* Exercise prompt *
Find every line in the material below that contains the string "wooden" and copy each such line. Case counts.

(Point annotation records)

___

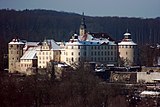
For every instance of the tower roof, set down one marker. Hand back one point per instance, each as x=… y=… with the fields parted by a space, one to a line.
x=83 y=25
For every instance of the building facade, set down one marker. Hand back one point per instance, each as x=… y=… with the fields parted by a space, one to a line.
x=15 y=52
x=98 y=50
x=128 y=50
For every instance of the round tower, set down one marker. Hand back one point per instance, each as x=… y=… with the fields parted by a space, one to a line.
x=15 y=52
x=128 y=50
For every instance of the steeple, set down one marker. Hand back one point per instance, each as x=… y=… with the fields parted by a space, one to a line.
x=83 y=27
x=127 y=35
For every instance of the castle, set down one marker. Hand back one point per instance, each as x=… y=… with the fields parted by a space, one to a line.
x=87 y=47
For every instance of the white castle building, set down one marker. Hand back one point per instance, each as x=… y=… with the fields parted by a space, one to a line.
x=128 y=50
x=85 y=47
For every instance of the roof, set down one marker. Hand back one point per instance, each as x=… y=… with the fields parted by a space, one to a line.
x=90 y=40
x=102 y=35
x=150 y=93
x=30 y=53
x=54 y=45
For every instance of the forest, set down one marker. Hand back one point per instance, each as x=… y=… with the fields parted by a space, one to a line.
x=38 y=24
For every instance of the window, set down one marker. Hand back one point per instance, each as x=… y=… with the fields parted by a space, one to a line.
x=91 y=47
x=111 y=47
x=102 y=53
x=84 y=53
x=101 y=58
x=98 y=53
x=111 y=53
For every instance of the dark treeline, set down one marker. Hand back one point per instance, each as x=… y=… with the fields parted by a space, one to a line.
x=39 y=24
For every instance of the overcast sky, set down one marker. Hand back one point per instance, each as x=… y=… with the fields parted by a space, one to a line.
x=122 y=8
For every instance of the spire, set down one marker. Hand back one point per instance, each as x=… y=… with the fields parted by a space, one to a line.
x=82 y=26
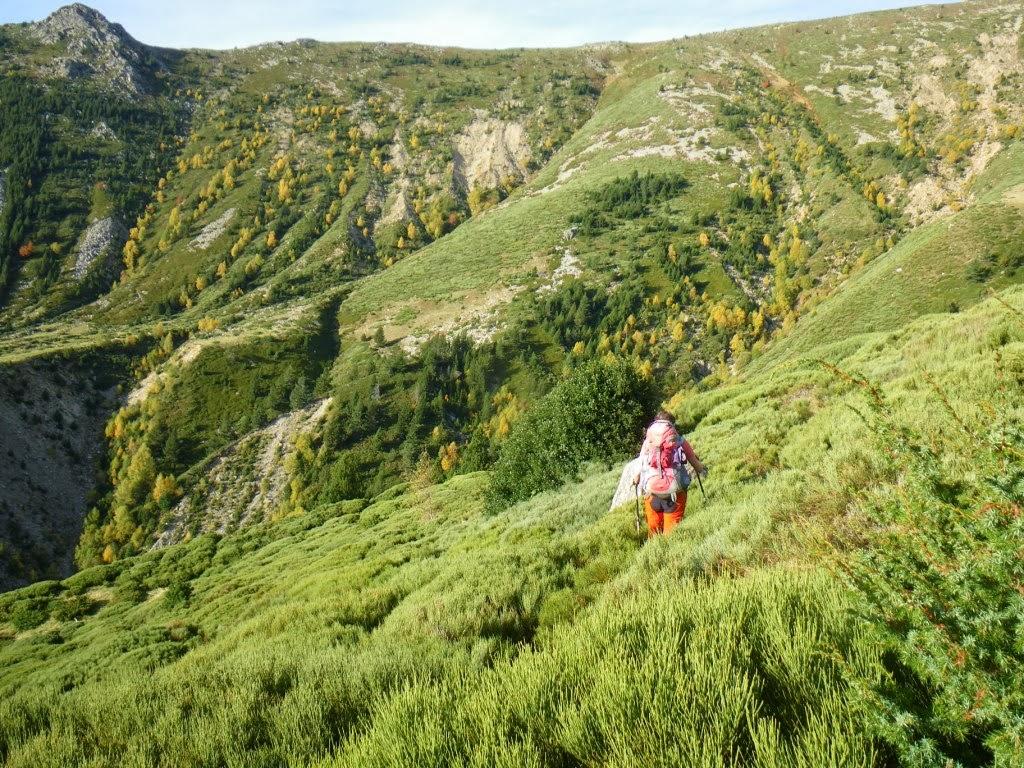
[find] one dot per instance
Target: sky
(227, 24)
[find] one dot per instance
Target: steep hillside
(415, 244)
(271, 318)
(424, 628)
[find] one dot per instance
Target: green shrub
(596, 414)
(942, 580)
(27, 614)
(70, 608)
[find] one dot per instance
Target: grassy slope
(312, 637)
(926, 272)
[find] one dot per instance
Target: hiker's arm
(691, 457)
(640, 462)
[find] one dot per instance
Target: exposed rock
(98, 245)
(51, 436)
(487, 152)
(247, 483)
(398, 208)
(93, 46)
(101, 130)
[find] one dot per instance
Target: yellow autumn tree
(165, 489)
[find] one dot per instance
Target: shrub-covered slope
(426, 628)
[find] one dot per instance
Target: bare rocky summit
(95, 47)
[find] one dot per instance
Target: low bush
(596, 414)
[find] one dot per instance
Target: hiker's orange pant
(664, 522)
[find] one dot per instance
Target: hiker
(662, 474)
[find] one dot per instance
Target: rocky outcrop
(98, 246)
(488, 152)
(248, 482)
(95, 48)
(51, 437)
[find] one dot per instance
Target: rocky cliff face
(51, 436)
(96, 48)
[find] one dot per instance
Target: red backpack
(667, 472)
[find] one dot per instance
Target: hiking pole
(636, 515)
(700, 484)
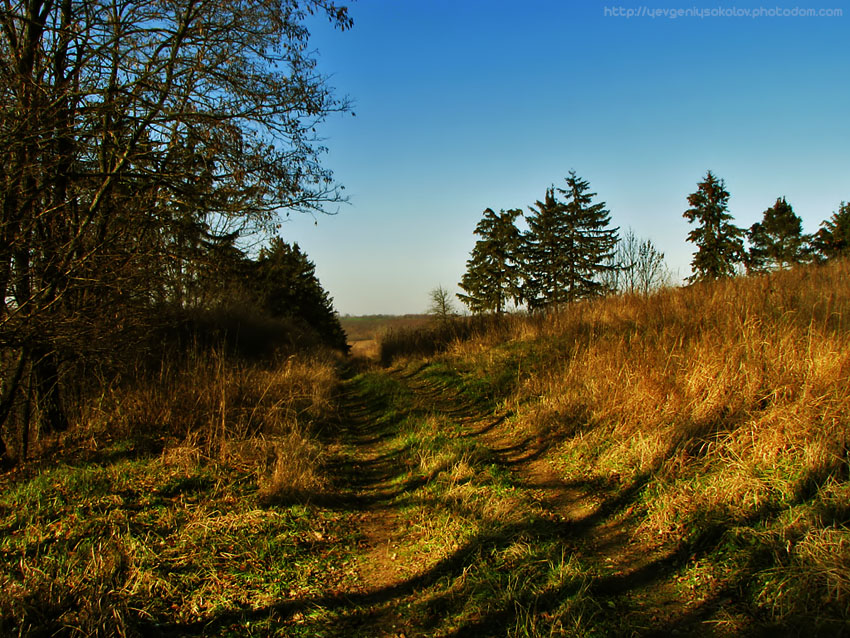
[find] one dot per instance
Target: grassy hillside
(713, 418)
(630, 466)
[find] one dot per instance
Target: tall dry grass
(260, 418)
(724, 406)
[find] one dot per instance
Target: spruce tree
(286, 286)
(492, 277)
(568, 246)
(720, 243)
(833, 237)
(596, 242)
(777, 241)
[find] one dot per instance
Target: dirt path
(630, 582)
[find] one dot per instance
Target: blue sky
(466, 105)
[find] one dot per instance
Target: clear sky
(463, 105)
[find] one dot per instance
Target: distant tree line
(570, 251)
(143, 143)
(777, 241)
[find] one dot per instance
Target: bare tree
(442, 307)
(135, 135)
(638, 266)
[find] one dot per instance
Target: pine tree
(568, 246)
(777, 241)
(492, 272)
(833, 237)
(596, 242)
(720, 243)
(286, 286)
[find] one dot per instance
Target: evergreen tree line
(570, 251)
(143, 143)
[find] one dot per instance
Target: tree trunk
(52, 417)
(7, 395)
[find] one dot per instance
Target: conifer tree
(286, 286)
(568, 246)
(720, 243)
(777, 241)
(492, 277)
(833, 237)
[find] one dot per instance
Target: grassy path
(439, 518)
(464, 528)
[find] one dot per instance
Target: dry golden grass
(726, 405)
(261, 419)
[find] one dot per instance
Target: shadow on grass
(465, 594)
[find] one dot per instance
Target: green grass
(136, 546)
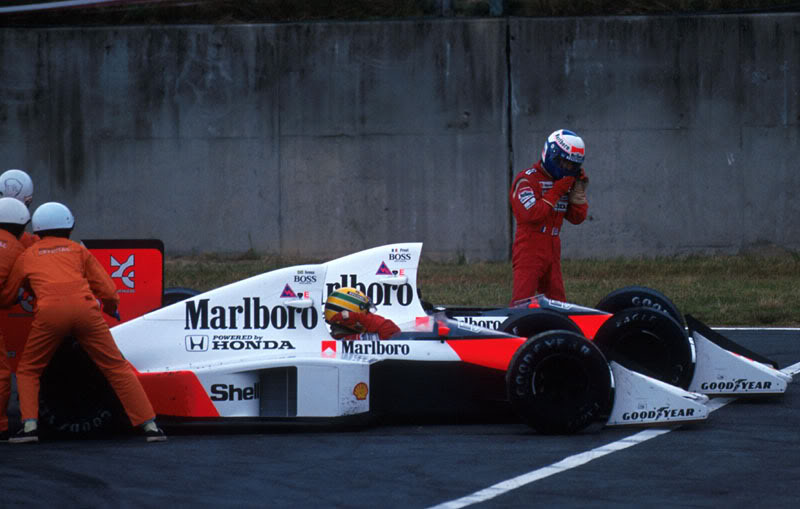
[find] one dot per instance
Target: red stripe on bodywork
(177, 393)
(491, 353)
(590, 323)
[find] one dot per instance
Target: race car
(259, 349)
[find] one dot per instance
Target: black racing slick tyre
(75, 398)
(639, 296)
(558, 382)
(537, 321)
(650, 342)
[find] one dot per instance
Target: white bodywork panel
(641, 400)
(720, 372)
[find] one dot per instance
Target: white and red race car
(260, 349)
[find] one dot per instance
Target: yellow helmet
(350, 299)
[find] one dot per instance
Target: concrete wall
(321, 139)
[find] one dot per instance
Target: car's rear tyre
(650, 342)
(75, 399)
(537, 321)
(558, 382)
(639, 296)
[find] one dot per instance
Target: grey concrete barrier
(324, 138)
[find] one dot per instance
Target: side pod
(725, 368)
(640, 400)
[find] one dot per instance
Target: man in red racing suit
(539, 204)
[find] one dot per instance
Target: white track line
(579, 459)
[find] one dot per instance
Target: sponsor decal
(483, 321)
(229, 392)
(559, 304)
(288, 292)
(399, 255)
(197, 343)
(360, 391)
(122, 271)
(384, 270)
(26, 300)
(660, 413)
(247, 342)
(305, 277)
(250, 314)
(375, 348)
(738, 385)
(381, 294)
(329, 349)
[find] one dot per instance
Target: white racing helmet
(12, 211)
(17, 184)
(52, 216)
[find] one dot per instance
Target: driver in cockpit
(350, 314)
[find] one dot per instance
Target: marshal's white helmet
(13, 212)
(17, 184)
(52, 216)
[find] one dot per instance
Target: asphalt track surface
(747, 454)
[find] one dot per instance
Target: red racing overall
(539, 206)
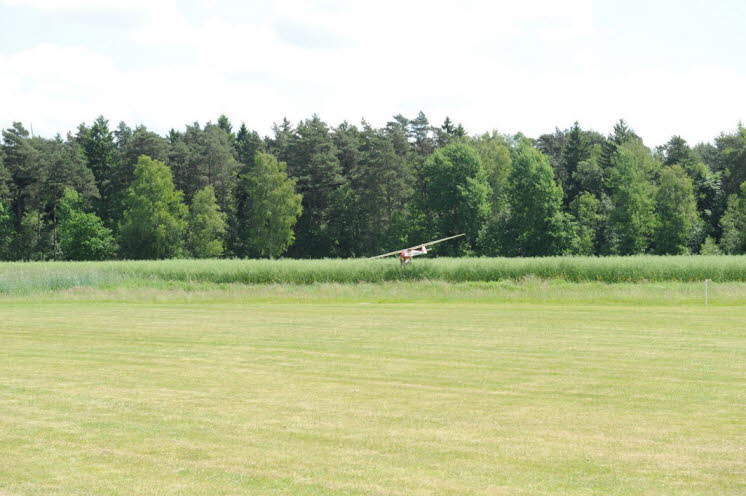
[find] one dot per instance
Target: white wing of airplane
(417, 246)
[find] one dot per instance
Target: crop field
(31, 277)
(174, 378)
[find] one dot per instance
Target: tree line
(310, 191)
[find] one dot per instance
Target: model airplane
(405, 255)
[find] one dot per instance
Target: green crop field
(167, 378)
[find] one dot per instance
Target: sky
(666, 67)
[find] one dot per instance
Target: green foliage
(381, 189)
(247, 144)
(83, 236)
(101, 156)
(312, 161)
(6, 231)
(633, 219)
(587, 212)
(153, 224)
(455, 192)
(536, 225)
(271, 210)
(34, 240)
(676, 208)
(204, 157)
(207, 225)
(731, 150)
(710, 247)
(734, 224)
(494, 154)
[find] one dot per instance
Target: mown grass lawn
(242, 396)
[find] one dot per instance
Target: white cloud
(484, 64)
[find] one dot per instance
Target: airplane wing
(416, 246)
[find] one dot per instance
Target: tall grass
(18, 277)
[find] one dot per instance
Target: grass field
(529, 387)
(32, 277)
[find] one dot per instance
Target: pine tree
(247, 144)
(314, 164)
(207, 225)
(633, 219)
(382, 189)
(153, 224)
(677, 152)
(7, 232)
(576, 150)
(100, 151)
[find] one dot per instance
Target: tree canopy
(311, 190)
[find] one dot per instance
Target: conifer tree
(633, 219)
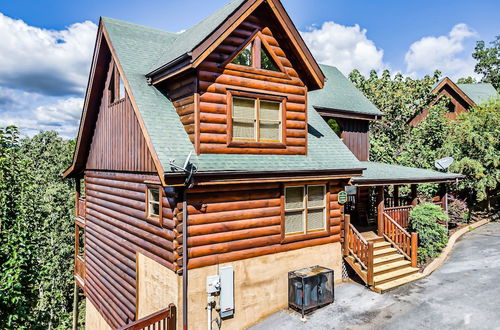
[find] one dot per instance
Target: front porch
(377, 243)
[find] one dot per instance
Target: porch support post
(396, 196)
(380, 210)
(347, 221)
(443, 197)
(414, 200)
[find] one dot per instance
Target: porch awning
(385, 174)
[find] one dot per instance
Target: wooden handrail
(165, 319)
(397, 224)
(401, 239)
(399, 207)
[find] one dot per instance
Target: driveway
(463, 294)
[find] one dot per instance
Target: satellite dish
(443, 164)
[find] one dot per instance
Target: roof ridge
(135, 25)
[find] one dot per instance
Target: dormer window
(256, 118)
(256, 55)
(116, 87)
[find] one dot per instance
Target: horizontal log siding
(116, 229)
(215, 81)
(233, 223)
(118, 143)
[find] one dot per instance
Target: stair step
(390, 276)
(381, 245)
(384, 252)
(378, 261)
(385, 268)
(381, 288)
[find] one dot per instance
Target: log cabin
(208, 152)
(462, 97)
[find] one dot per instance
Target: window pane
(244, 129)
(243, 108)
(121, 89)
(270, 110)
(270, 132)
(267, 62)
(294, 222)
(294, 198)
(245, 57)
(154, 209)
(154, 195)
(316, 196)
(316, 219)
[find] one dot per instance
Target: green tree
(37, 231)
(474, 143)
(400, 99)
(488, 62)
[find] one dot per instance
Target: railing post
(414, 249)
(380, 210)
(172, 320)
(347, 221)
(369, 263)
(414, 200)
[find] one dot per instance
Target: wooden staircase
(380, 261)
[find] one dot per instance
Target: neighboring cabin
(462, 97)
(243, 95)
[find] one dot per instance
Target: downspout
(184, 259)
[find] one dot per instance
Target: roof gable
(194, 45)
(341, 96)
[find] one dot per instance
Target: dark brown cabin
(461, 97)
(208, 153)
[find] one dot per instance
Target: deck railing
(163, 320)
(359, 248)
(80, 207)
(405, 242)
(400, 214)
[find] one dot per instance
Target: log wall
(232, 223)
(118, 143)
(215, 78)
(116, 230)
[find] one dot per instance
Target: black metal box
(310, 288)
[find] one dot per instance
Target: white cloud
(45, 61)
(33, 112)
(444, 53)
(346, 47)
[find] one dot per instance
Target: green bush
(432, 237)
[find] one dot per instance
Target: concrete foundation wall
(260, 284)
(157, 286)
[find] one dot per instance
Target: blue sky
(51, 42)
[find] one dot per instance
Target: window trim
(114, 88)
(256, 144)
(258, 41)
(149, 216)
(288, 238)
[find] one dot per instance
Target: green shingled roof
(189, 39)
(479, 93)
(379, 173)
(339, 93)
(138, 47)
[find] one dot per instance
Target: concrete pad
(462, 294)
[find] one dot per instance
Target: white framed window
(153, 202)
(256, 119)
(305, 209)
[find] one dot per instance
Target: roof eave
(324, 111)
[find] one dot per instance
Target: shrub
(457, 210)
(432, 237)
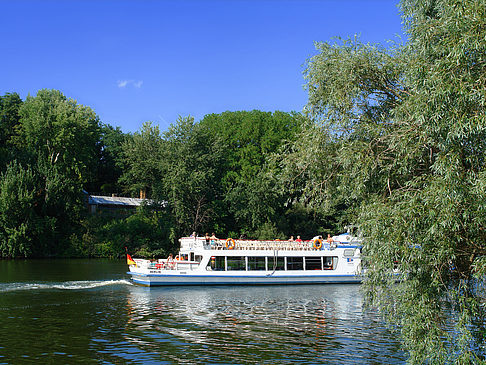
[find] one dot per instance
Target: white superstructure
(248, 262)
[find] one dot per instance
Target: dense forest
(393, 140)
(216, 175)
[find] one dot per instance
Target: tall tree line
(405, 135)
(216, 175)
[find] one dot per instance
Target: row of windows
(243, 263)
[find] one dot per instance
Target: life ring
(230, 243)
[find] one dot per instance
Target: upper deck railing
(231, 244)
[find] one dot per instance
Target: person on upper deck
(213, 239)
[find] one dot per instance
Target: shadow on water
(96, 315)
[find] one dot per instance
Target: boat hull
(268, 279)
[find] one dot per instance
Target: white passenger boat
(250, 262)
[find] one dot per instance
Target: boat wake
(68, 285)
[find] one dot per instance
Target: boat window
(330, 263)
(256, 263)
(216, 263)
(276, 263)
(313, 263)
(295, 263)
(235, 263)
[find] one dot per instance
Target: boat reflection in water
(257, 324)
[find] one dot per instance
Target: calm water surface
(87, 311)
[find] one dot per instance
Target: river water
(87, 311)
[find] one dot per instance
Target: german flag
(130, 260)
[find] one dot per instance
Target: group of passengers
(212, 241)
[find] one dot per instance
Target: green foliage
(10, 104)
(141, 156)
(406, 132)
(23, 228)
(61, 132)
(191, 169)
(144, 234)
(110, 164)
(250, 194)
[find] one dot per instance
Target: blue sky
(137, 61)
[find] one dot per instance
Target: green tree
(110, 164)
(24, 229)
(61, 132)
(191, 170)
(10, 104)
(249, 138)
(407, 130)
(142, 152)
(60, 140)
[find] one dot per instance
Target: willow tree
(405, 127)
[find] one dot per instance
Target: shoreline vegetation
(393, 140)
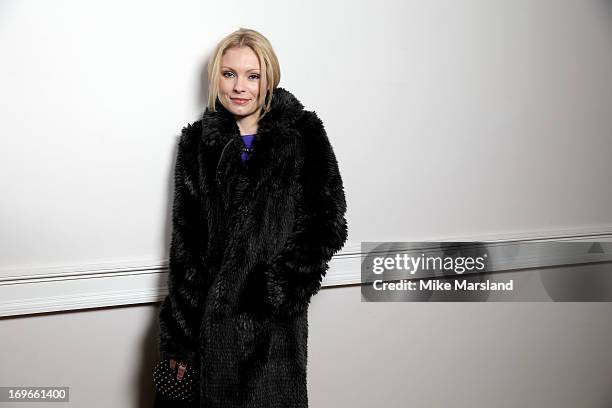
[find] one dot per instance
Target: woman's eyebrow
(252, 69)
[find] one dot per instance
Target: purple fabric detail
(248, 141)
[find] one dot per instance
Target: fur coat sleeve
(294, 274)
(180, 310)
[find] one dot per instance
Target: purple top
(248, 141)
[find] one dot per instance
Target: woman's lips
(239, 101)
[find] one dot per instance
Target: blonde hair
(269, 67)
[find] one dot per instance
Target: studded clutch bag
(170, 387)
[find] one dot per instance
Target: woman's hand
(181, 371)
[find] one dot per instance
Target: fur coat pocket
(252, 338)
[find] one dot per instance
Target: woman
(258, 213)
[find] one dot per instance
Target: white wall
(449, 117)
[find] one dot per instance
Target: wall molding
(32, 290)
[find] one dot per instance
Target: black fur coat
(250, 245)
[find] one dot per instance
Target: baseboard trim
(33, 290)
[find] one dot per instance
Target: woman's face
(239, 82)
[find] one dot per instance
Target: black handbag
(170, 387)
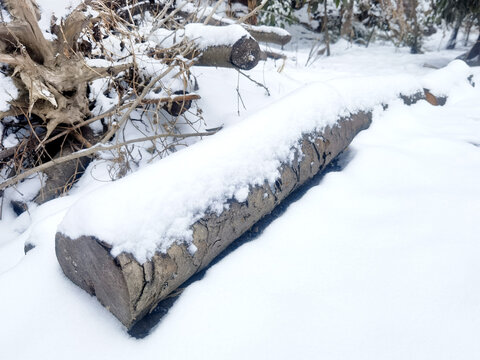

___

* Task response *
Target: wooden handrail
Target: wooden staircase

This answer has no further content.